• _Exercise input_:
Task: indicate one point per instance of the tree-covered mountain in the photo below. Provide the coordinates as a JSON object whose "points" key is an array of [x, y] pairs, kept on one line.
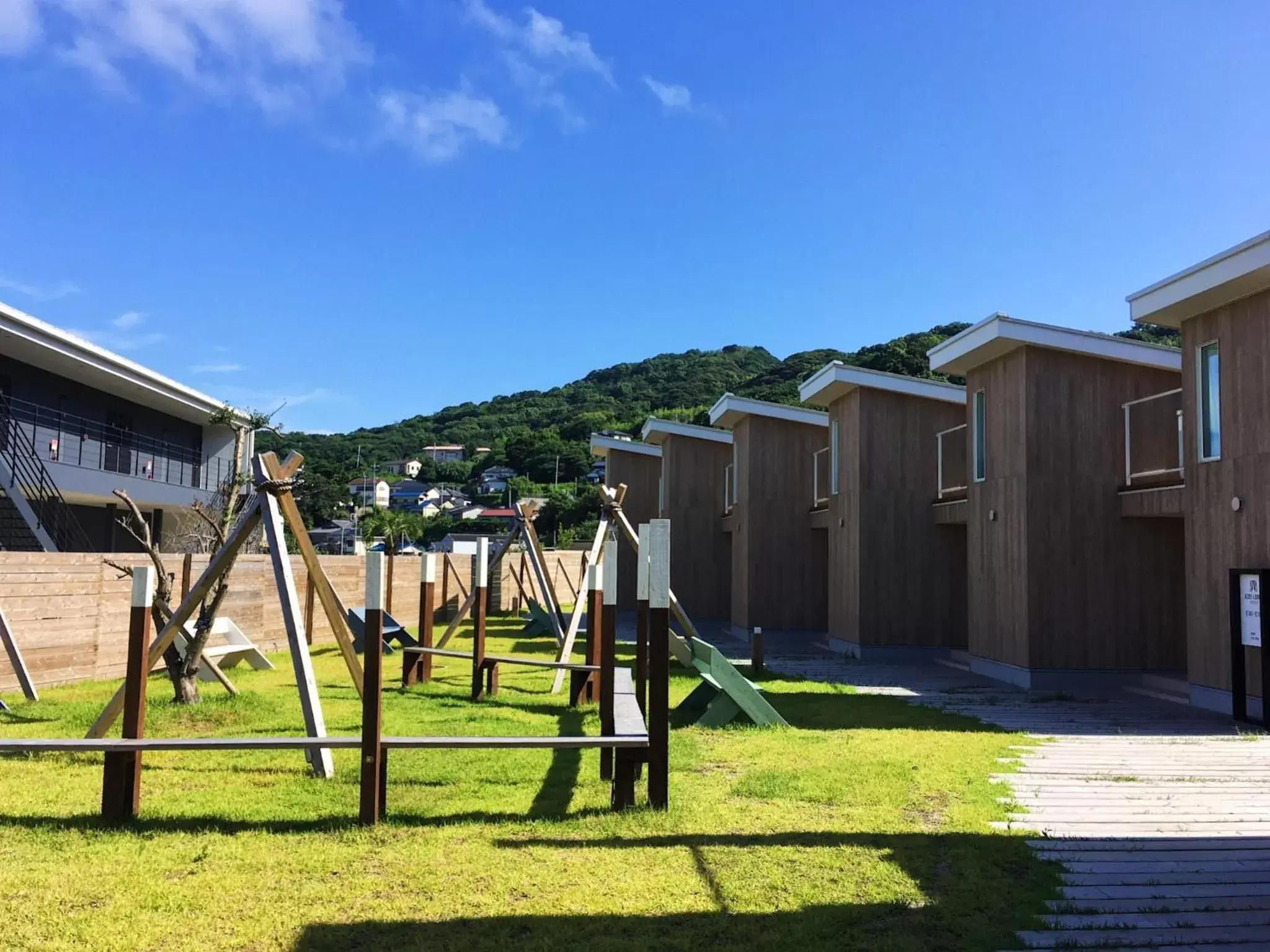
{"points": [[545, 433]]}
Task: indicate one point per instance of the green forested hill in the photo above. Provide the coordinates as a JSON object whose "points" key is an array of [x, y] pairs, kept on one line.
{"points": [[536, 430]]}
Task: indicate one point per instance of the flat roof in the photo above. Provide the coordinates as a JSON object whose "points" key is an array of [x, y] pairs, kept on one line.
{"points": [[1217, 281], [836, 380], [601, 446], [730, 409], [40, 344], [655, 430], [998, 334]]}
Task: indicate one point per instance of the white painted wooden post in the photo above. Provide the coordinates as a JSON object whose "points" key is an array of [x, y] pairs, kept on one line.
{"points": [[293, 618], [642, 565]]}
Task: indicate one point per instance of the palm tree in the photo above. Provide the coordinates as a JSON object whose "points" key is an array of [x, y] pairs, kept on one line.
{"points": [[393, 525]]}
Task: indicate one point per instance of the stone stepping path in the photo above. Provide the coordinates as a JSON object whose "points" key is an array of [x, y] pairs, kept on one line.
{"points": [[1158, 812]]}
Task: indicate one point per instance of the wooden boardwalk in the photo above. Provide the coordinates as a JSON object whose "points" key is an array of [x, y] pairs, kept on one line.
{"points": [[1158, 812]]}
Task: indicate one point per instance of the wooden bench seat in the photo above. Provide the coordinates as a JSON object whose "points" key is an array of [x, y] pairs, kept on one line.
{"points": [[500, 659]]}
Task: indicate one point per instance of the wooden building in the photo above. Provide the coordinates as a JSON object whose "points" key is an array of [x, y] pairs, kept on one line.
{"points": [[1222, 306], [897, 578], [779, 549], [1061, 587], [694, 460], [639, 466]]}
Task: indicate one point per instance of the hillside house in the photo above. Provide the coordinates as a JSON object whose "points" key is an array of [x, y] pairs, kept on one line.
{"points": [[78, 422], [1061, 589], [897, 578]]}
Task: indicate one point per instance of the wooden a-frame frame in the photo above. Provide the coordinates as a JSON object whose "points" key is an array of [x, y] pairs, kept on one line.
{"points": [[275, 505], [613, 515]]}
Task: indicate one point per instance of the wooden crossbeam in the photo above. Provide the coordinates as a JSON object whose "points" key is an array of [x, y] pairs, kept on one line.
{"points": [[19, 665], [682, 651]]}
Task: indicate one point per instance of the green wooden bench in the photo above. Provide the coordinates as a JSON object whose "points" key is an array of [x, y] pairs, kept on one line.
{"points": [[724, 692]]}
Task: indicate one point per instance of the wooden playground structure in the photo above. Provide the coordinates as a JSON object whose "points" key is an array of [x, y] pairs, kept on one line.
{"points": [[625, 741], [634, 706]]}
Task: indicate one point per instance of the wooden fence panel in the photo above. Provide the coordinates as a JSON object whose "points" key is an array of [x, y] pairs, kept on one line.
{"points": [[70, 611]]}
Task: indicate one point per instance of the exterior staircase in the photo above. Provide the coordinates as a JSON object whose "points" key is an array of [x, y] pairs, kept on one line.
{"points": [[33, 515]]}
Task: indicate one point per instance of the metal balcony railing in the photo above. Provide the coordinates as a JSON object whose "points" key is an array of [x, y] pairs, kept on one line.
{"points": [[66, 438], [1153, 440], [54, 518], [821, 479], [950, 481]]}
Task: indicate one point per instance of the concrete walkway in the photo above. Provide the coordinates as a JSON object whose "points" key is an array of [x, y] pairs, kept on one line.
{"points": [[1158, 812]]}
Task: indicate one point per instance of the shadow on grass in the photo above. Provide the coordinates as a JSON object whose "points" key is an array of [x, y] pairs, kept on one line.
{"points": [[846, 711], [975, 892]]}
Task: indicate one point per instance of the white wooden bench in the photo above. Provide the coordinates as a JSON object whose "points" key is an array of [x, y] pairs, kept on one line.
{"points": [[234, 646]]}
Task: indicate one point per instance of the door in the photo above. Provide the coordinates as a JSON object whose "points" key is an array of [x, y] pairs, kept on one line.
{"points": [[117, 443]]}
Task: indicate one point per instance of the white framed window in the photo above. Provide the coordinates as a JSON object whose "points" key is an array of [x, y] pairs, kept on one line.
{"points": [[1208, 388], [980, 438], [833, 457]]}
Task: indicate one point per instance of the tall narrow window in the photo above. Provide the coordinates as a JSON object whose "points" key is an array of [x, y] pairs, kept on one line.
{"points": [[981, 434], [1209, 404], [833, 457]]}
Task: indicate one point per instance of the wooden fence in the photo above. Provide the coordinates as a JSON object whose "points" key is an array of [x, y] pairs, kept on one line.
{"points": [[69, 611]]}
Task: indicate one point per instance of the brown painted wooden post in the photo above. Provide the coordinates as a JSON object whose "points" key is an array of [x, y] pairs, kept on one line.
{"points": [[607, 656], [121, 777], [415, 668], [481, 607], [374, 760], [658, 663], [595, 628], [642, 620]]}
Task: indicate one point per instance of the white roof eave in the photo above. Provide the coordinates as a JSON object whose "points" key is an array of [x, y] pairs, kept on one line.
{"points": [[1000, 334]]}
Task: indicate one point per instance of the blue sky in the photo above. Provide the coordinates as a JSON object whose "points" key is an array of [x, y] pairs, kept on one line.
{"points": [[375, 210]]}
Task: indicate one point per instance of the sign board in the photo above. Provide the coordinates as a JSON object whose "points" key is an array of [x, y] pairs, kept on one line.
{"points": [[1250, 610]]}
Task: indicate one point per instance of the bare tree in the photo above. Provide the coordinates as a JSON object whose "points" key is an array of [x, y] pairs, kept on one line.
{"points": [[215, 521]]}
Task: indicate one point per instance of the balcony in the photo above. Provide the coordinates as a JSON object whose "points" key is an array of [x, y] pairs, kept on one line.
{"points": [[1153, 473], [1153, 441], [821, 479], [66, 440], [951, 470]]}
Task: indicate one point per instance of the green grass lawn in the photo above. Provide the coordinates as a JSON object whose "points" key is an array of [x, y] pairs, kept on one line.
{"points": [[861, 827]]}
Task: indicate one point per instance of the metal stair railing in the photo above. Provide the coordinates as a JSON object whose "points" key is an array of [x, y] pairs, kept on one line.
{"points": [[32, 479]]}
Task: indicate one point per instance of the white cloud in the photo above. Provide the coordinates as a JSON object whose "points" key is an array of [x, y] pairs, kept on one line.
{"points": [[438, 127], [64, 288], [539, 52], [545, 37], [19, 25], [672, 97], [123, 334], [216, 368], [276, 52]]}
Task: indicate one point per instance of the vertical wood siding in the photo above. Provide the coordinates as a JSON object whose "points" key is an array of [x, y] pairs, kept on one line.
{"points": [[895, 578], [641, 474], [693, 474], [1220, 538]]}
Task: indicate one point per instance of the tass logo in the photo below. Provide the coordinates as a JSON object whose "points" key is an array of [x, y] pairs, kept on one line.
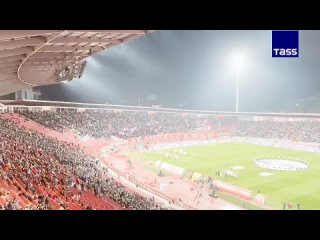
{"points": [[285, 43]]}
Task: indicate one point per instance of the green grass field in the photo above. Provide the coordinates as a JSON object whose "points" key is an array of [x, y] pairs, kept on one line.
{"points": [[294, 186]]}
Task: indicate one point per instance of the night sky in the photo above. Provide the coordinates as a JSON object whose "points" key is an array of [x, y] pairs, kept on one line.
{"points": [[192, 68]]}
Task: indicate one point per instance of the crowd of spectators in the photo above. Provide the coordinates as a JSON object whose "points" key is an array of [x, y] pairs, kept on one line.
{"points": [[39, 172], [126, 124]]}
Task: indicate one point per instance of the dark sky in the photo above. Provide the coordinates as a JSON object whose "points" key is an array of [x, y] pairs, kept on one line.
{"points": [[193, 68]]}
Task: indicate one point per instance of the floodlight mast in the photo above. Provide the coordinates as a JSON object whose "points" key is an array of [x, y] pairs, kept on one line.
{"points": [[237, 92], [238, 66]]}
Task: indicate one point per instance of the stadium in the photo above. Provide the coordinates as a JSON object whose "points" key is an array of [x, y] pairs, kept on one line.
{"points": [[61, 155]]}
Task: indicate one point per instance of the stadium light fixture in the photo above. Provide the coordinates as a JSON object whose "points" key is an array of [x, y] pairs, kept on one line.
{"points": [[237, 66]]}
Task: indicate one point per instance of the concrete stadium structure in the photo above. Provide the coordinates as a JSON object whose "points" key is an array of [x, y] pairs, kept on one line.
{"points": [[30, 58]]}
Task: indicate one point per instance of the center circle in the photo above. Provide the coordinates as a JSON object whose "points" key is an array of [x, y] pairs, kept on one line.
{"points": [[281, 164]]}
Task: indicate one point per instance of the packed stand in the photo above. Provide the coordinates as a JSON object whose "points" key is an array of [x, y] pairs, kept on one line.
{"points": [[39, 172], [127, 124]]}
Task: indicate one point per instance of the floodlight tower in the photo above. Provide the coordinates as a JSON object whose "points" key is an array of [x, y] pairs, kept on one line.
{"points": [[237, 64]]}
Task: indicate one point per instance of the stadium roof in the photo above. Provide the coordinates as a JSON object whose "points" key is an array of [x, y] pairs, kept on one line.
* * *
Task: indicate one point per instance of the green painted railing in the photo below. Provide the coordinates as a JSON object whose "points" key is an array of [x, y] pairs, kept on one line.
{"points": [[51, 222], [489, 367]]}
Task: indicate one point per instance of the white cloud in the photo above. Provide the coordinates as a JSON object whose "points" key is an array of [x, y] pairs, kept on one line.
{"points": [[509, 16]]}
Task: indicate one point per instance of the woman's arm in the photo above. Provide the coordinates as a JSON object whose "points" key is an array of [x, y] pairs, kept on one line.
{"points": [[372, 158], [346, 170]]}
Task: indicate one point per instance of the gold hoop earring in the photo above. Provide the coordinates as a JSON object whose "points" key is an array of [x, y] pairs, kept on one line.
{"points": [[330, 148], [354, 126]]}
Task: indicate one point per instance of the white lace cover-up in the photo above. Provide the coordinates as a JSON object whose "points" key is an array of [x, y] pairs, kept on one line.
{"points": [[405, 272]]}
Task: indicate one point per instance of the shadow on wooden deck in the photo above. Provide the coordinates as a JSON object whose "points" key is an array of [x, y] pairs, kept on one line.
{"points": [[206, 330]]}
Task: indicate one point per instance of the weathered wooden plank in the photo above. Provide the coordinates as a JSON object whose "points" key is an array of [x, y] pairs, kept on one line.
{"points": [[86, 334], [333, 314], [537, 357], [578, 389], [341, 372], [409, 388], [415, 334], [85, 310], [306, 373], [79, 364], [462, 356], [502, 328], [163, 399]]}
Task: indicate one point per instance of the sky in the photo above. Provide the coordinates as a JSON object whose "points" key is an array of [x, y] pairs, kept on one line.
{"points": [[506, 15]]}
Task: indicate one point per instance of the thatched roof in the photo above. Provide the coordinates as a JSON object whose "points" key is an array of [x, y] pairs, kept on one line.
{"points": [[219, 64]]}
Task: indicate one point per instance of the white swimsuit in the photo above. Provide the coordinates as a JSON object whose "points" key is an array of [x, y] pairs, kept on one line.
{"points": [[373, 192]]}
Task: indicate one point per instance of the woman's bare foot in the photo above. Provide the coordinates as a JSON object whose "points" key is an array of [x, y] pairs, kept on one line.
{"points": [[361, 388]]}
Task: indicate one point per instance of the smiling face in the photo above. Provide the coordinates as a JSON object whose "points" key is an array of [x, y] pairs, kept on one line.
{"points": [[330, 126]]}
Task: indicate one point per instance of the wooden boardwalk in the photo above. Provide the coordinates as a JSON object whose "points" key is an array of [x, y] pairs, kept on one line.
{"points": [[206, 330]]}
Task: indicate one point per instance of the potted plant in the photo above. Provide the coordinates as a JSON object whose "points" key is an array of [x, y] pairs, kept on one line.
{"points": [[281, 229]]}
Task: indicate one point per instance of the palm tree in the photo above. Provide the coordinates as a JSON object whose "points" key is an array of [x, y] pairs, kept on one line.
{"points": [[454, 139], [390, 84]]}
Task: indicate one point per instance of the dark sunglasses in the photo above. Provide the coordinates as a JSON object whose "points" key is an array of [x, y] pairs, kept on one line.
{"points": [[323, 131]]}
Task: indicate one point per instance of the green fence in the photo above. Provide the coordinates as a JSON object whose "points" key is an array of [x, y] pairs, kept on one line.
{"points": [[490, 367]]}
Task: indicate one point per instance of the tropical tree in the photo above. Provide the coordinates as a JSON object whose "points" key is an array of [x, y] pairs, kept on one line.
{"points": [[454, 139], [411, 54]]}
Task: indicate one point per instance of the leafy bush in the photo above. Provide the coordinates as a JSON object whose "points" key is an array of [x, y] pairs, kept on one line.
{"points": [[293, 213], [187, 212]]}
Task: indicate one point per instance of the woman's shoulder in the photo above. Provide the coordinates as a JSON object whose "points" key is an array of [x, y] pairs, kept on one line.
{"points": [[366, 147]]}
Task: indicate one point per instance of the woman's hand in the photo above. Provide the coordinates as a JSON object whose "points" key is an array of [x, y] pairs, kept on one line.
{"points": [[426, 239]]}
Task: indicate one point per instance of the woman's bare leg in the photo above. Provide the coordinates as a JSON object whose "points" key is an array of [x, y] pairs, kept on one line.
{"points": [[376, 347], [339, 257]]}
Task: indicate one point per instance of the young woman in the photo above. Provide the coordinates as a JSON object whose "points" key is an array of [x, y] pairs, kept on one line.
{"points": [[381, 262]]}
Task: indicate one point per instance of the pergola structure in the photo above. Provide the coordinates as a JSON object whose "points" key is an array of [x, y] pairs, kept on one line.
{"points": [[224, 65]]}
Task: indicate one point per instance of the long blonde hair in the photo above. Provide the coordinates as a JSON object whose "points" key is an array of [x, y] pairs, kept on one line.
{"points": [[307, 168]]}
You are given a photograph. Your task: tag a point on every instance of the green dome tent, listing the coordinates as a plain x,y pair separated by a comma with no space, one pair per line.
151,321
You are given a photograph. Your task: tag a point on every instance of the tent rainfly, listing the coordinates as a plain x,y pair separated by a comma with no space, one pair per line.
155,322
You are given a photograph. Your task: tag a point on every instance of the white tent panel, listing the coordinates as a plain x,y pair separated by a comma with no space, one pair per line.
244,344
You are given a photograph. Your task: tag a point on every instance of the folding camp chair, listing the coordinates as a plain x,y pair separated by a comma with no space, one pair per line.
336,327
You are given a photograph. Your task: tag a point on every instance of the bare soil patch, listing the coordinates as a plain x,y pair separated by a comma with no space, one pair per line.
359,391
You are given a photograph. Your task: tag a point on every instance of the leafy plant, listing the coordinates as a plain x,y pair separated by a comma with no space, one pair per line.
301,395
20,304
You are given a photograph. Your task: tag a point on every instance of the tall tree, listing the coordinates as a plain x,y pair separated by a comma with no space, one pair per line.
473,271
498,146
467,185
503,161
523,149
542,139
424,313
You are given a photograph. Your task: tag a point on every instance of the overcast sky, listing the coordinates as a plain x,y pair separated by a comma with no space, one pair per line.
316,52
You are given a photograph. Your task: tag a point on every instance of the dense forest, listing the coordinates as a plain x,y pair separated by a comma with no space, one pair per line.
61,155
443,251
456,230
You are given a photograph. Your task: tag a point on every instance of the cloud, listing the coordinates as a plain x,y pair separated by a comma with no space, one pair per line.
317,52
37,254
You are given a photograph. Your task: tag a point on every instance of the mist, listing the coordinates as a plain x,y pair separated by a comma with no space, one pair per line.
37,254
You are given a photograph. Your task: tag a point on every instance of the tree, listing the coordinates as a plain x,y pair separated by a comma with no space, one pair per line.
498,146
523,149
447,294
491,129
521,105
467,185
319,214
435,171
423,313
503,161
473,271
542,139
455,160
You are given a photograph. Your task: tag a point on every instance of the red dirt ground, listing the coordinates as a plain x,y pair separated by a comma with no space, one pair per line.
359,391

• _The task_:
From the items above, pull out each line that contains the word "post" and copy it unchanged.

• _Output of the exercise_:
Task: indicate one point per instance of the white painted wooden post in the photo above. Provide the coordinates as a JSON object whose "points" key is an array of [x, y] pairs, kept on one line.
Task: indicate one point per instance of the brown painted wooden post in the photo above. Provide the coordinates as a JSON object whose "points" key is an array of [x, y] pairs, kept on one line.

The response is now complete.